EXERCISE: The records below are to be duplicated character for character.

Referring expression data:
^^^^

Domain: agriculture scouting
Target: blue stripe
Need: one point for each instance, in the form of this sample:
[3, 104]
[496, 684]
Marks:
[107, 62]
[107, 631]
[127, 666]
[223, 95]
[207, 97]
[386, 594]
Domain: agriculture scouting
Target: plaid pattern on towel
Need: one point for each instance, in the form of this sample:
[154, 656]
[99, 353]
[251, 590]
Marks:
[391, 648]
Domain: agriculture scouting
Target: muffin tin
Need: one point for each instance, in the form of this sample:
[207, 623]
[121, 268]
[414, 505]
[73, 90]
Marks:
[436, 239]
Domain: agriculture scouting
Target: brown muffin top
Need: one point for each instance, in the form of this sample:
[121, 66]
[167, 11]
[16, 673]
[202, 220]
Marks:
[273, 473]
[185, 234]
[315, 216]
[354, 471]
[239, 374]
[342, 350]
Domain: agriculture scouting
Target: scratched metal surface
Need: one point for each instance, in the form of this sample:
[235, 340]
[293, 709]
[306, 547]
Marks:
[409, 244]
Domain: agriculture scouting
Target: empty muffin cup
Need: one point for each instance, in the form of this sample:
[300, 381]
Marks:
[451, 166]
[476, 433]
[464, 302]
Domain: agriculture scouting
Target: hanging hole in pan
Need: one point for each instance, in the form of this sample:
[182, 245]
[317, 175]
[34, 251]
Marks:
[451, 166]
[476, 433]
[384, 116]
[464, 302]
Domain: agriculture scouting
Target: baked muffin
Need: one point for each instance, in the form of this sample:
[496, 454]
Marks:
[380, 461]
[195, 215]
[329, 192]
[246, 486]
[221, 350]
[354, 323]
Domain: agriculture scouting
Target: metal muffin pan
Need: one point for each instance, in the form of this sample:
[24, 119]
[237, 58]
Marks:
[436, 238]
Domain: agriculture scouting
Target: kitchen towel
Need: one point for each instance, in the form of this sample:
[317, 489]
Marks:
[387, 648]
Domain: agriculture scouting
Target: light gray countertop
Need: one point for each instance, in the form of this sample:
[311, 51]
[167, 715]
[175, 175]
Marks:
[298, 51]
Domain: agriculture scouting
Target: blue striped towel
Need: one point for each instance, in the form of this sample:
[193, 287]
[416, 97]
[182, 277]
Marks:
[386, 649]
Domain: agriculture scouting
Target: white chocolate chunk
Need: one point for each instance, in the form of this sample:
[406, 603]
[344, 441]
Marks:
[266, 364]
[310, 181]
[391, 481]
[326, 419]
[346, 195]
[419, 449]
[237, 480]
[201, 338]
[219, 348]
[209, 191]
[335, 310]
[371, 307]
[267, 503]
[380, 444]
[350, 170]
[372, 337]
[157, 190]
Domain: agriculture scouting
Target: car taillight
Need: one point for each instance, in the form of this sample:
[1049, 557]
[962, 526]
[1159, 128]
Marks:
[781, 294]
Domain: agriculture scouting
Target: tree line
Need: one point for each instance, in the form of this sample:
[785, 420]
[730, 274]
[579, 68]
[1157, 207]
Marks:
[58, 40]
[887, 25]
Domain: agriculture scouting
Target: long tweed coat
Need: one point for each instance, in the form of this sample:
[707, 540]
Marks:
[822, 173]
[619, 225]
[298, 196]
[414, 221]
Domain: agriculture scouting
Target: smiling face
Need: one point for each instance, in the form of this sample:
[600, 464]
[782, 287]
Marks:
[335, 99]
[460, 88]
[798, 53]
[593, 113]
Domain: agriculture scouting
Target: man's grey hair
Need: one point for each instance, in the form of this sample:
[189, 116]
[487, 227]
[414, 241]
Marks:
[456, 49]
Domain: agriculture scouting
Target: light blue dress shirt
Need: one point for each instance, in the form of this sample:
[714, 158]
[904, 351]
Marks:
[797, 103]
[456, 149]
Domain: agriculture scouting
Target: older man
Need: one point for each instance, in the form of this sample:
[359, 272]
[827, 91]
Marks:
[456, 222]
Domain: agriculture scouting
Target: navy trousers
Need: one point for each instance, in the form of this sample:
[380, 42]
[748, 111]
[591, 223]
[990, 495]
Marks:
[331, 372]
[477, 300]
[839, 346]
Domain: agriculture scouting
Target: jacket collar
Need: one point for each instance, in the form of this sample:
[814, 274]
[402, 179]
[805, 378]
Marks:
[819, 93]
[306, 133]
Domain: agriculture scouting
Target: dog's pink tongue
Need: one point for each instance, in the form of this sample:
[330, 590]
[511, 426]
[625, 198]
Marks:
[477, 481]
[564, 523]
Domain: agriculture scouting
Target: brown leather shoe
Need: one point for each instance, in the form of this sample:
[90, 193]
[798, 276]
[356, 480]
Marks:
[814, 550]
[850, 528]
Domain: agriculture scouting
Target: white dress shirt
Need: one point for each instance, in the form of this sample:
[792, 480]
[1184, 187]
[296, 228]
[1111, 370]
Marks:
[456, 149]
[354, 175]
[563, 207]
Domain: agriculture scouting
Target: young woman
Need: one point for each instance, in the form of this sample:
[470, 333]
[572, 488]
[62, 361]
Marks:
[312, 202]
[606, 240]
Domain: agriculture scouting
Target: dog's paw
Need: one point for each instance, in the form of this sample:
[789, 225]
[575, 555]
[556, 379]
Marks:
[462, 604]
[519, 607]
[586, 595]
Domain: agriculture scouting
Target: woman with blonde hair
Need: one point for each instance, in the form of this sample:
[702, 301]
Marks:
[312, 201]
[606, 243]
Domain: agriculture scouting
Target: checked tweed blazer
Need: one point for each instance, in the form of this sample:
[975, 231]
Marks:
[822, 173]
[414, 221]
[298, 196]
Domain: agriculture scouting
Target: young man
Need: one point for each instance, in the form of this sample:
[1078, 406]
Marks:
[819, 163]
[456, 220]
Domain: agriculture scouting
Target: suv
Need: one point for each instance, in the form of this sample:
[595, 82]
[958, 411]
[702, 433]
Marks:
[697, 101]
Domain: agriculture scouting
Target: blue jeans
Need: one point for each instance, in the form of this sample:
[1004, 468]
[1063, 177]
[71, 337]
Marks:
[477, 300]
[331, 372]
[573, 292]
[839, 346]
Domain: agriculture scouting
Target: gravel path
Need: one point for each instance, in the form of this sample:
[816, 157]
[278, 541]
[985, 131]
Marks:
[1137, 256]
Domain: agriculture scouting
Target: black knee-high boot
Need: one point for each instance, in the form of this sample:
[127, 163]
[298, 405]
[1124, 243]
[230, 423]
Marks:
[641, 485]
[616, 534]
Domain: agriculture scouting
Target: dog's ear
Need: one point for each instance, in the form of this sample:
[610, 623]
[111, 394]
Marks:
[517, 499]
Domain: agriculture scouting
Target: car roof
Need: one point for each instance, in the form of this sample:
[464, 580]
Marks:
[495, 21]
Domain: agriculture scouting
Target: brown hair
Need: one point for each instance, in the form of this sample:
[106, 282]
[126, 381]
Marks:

^^^^

ANSWER SPACE:
Domain: agriculture scouting
Target: blue stripe
Need: one point for each instance, in the form of this sample:
[3, 104]
[496, 684]
Marks:
[107, 62]
[107, 631]
[127, 666]
[223, 95]
[207, 97]
[386, 594]
Domain: agriculture scouting
Target: plaid pattern on towel
Need: one point for each instance, in the form of this sample:
[154, 656]
[99, 353]
[251, 590]
Marks:
[391, 648]
Domain: agriculture scouting
Target: muffin tin
Need: one point for each instance, in the form of this sample:
[207, 623]
[121, 268]
[414, 505]
[73, 90]
Marks:
[436, 239]
Domain: agriculture scouting
Target: brown muffin top
Need: one point for each instance, in the form of this sample:
[121, 66]
[167, 11]
[16, 673]
[202, 220]
Marks:
[273, 473]
[185, 234]
[315, 216]
[354, 471]
[239, 374]
[342, 350]
Domain: agriculture scouting
Target: scratched metal surface
Need: one point for each instance, in the form of this sample:
[235, 340]
[293, 709]
[306, 547]
Marks:
[409, 244]
Domain: agriculture scouting
Target: empty muffin cup
Need: one point for each instance, in the form of this sample:
[300, 381]
Marks:
[451, 166]
[476, 433]
[464, 302]
Domain: agriculture scouting
Target: hanging hole in pan
Need: one point for each instance, in the form of this sample:
[182, 245]
[317, 175]
[34, 251]
Marks:
[451, 166]
[476, 433]
[384, 116]
[464, 302]
Domain: agriculture scouting
Target: baked muffin
Need: one point for each instance, in the form of this sample:
[496, 454]
Marks:
[380, 461]
[195, 215]
[329, 192]
[246, 486]
[221, 350]
[354, 323]
Domain: agriculture scouting
Target: metal muffin pan
Need: one point for each instance, in the form of this sample:
[24, 119]
[237, 58]
Marks:
[436, 238]
Domain: agriculture scouting
Target: kitchen towel
Need: one point for each instance, in the form of this sample:
[317, 489]
Marks:
[387, 648]
Domain: agriculture scouting
Target: light gray countertop
Need: one point for each instance, in the form of this sample:
[311, 51]
[167, 715]
[175, 175]
Marks:
[298, 51]
Domain: agriculture scouting
Target: blue striped towel
Need: one point for each instance, in the form of this sample:
[193, 287]
[416, 97]
[182, 277]
Marks:
[386, 649]
Domain: agriculture scouting
Target: white chocolate chunk
Need: one point for each instance, in the form of this sample:
[406, 603]
[344, 441]
Marks:
[266, 364]
[310, 181]
[391, 481]
[326, 419]
[346, 195]
[419, 449]
[237, 480]
[201, 338]
[219, 348]
[209, 191]
[335, 310]
[371, 307]
[267, 503]
[380, 444]
[350, 170]
[372, 337]
[157, 190]
Domain: agriculture scouting
Target: car taillight
Need: one point for each instance, in the form of this sample:
[1049, 557]
[962, 526]
[1159, 128]
Marks:
[781, 294]
Domain: agriculture scouting
Target: tree line
Need: one point for each instance, in the form of this sample:
[785, 420]
[730, 274]
[579, 68]
[1157, 207]
Marks:
[58, 40]
[887, 25]
Domain: agriculture scouting
Target: long tweed coat
Need: one point for each instance, in the form of this sample:
[707, 540]
Marks:
[822, 173]
[619, 225]
[298, 196]
[414, 221]
Domain: agriculture scouting
Target: smiling face
Need: one point for each instance, in the form of this sample:
[600, 464]
[782, 287]
Marks:
[335, 99]
[460, 88]
[798, 53]
[593, 113]
Domain: agriculture scouting
Target: man's grey hair
Need: one point for each instance, in the form of this sample:
[189, 116]
[487, 227]
[414, 241]
Marks:
[456, 49]
Domain: agriculture scouting
Target: light blue dress shirt
Need: one point for each instance, in the form of this sample:
[714, 158]
[904, 351]
Marks:
[797, 103]
[456, 149]
Domain: agriculture scouting
Target: older man
Need: one point for each instance, in the form of this sample:
[359, 272]
[827, 91]
Marks:
[456, 222]
Domain: agriculture scouting
Target: navy trousers
Need: one point for each instance, in the form of this sample:
[380, 42]
[748, 111]
[591, 223]
[990, 495]
Marks:
[331, 372]
[477, 300]
[839, 346]
Domain: agriculture scouting
Target: jacket collar
Need: one point for each instance, in the form of this sample:
[814, 274]
[402, 179]
[805, 378]
Marks:
[819, 93]
[306, 133]
Domain: agriculture scouting
Target: dog's pink tongue
Need: one point for each instance, in the form of this sample:
[330, 590]
[511, 426]
[625, 198]
Marks:
[477, 481]
[564, 523]
Domain: agriculture scouting
Target: brown leather shoe
Need: one point for each instance, in the form of this sample:
[90, 193]
[798, 276]
[356, 480]
Marks:
[814, 550]
[850, 528]
Domain: agriculture scouting
Target: white dress shirt
Need: one point for each instance, in the form of this sample:
[792, 480]
[1184, 187]
[296, 228]
[1111, 370]
Marks:
[456, 149]
[354, 175]
[563, 207]
Domain: agriculture scouting
Target: young woman
Need: one point for each instance, in the form of this sample:
[470, 333]
[572, 488]
[62, 361]
Marks:
[312, 202]
[606, 240]
Domain: agriculture scouting
Target: dog's paw
Need: one point for each instance, in the form of this sample:
[789, 225]
[575, 555]
[556, 379]
Marks:
[462, 604]
[519, 607]
[586, 595]
Domain: agriculture scouting
Target: woman with blonde hair
Need: one point for each instance, in the form of this sample:
[702, 301]
Marks:
[312, 201]
[606, 243]
Domain: agriculture scouting
Target: checked tweed blazer
Need: one point for each instance, in the form of this sample:
[975, 231]
Marks:
[822, 173]
[414, 221]
[298, 196]
Domain: agriculture scouting
Target: young man
Need: one point for each instance, in the form of this sample:
[1078, 406]
Marks:
[819, 163]
[456, 220]
Domain: agriculture scouting
Target: suv
Need: one point for each instance, in the form of this sample:
[595, 82]
[958, 411]
[702, 433]
Marks:
[697, 101]
Domain: agriculture scouting
Target: blue jeans
Need: one point for each instance, in the form of this sample:
[1004, 468]
[1063, 177]
[71, 337]
Marks:
[477, 300]
[331, 372]
[573, 292]
[839, 346]
Domain: agriculture scouting
Target: gravel path
Need: one point for each instance, in the form of this sample:
[816, 157]
[278, 541]
[985, 131]
Marks:
[1137, 256]
Domain: agriculture scouting
Target: black knee-high boot
Need: one point for each instance, in the form of this sample:
[127, 163]
[298, 405]
[1124, 243]
[230, 423]
Marks:
[641, 485]
[616, 534]
Domain: agriculture scouting
Target: dog's ear
Need: one point for each instance, in the form of this sample:
[610, 623]
[111, 394]
Marks:
[517, 499]
Domain: agriculture scouting
Target: car roof
Need: one point for each instance, in the form of this sample:
[464, 580]
Marks:
[495, 21]
Domain: agriculture scouting
Target: brown hair
Need: one point for each instance, in the form of this sample:
[106, 282]
[126, 381]
Marks:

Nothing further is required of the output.